**Aim of the exercise**
Resume the mailing-list discussion of Mahout parallelism below, continuing directly after its final sentence.

**Given passage**
____________________

2016-04-29 18:14:14 UTC
Permalink
Hi,

Sure, I’ll do some more detailed analysis of the jobs on the UI and share screenshots if possible.

Pat, yup, I’ll only be able to get to this on Monday, though. I’ll comment out the line and see the difference in performance.

Thanks so much for helping guys, I really appreciate it.

Also, the algorithm implementation for LLR is extremely performant, at least as of Mahout 0.10. I ran some tests for around 61 days of data (which in our case is a fair amount) and the model was built in about 20 minutes, which is pretty amazing. This was using a pretty decent sized cluster, though.

Thank you,
Nikaash Puri
Post by Pat Ferrel
There are some other changes I want to make for the next rev so I’ll do that.
Nikaash, it would still be nice to verify this fixes your problem, also if you want to create a Jira it will guarantee I don’t forget.
yes -- i would do it as an optional option -- just like par does -- do nothing; try auto, or try exact number of splits
It’s certainly easy to put this in the driver, taking it out of the algo.
Dmitriy, is it a candidate for an Option param to the algo? That would catch cases where people rely on it now (like my old DStream example) but easily allow it to be overridden to None to imitate pre 0.11, or passed in when the app knows better.
Nikaash, are you in a position to comment out the .par(auto=true) and see if it makes a difference?
can you please look into spark UI and write down how many split the job
generates in the first stage of the pipeline, or anywhere else there's
signficant variation in # of splits in both cases?
the row similarity is a very short pipeline (in comparison with what would
normally be on average). so only the first input re-splitting is critical.
The splitting along the products is adjusted by optimizer automatically to
match the amount of data segments observed on average in the input(s). e.g.
if uyou compute val C = A %*% B and A has 500 elements per split and B has
5000 elements per split then C would approximately have 5000 elements per
split (the larger average in binary operator cases). That's approximately
how it works.
However, the par() that has been added, is messing with initial parallelism
which would naturally affect the rest of pipeline per above. I now doubt it
was a good thing -- when i suggested Pat to try this, i did not mean to put
it _inside_ the algorithm itself, rather, into the accurate input
preparation code in his particular case. However, I don't think it will
work in any given case. Actually sweet spot parallelism for multioplication
unfortunately depends on tons of factors -- network bandwidth and hardware
configuration, so it is difficult to give it a good guess universally. More
likely, for cli-based prepackaged algorithms (I don't use CLI but rather
assemble pipelines in scala via scripting and scala application code) the
initial paralellization adjustment options should probably be provided to
CLI.
Dmitriy Lyubimov
2016-04-29 18:24:57 UTC
Permalink
Nikaash,

yes unfortunately you may need to play with parallelism for your particular
load/cluster manually to get the best out of it. I guess Pat will be adding
the option.
Post by Nikaash Puri
Hi,
Sure, I’ll do some more detailed analysis of the jobs on the UI and share
screenshots if possible.
Pat, yup, I’ll only be able to get to this on Monday, though. I’ll comment
out the line and see the difference in performance.

____________________

**Data block**
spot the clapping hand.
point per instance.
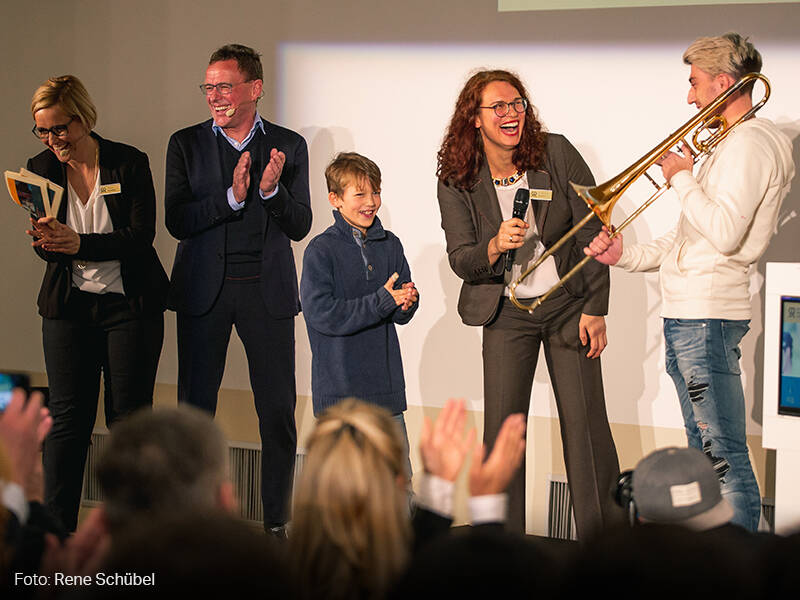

____________________

**Exercise response**
Thanks so much for helping guys, I really appreciate it.
Also, the algorithm implementation for LLR is extremely performant, at
least as of Mahout 0.10. I ran some tests for around 61 days of data (which
in our case is a fair amount) and the model was built in about 20 minutes,
which is pretty amazing. This was using a pretty decent sized cluster,
though.
Thank you,
Nikaash Puri
There are some other changes I want to make for the next rev so I’ll do that.
Nikaash, it would still be nice to verify this fixes your problem, also if
you want to create a Jira it will guarantee I don’t forget.
yes -- i would do it as an optional option -- just like par does -- do
nothing; try auto, or try exact number of splits
It’s certainly easy to put this in the driver, taking it out of the algo.
Dmitriy, is it a candidate for an Option param to the algo? That would
catch cases where people rely on it now (like my old DStream example) but
easily allow it to be overridden to None to imitate pre 0.11, or passed in
when the app knows better.
Nikaash, are you in a position to comment out the .par(auto=true) and see
if it makes a difference?
can you please look into spark UI and write down how many split the job
generates in the first stage of the pipeline, or anywhere else there's
signficant variation in # of splits in both cases?
the row similarity is a very short pipeline (in comparison with what would
normally be on average). so only the first input re-splitting is critical.
The splitting along the products is adjusted by optimizer automatically to
match the amount of data segments observed on average in the input(s). e.g.
if uyou compute val C = A %*% B and A has 500 elements per split and B has
5000 elements per split then C would approximately have 5000 elements per
split (the larger average in binary operator cases). That's approximately
how it works.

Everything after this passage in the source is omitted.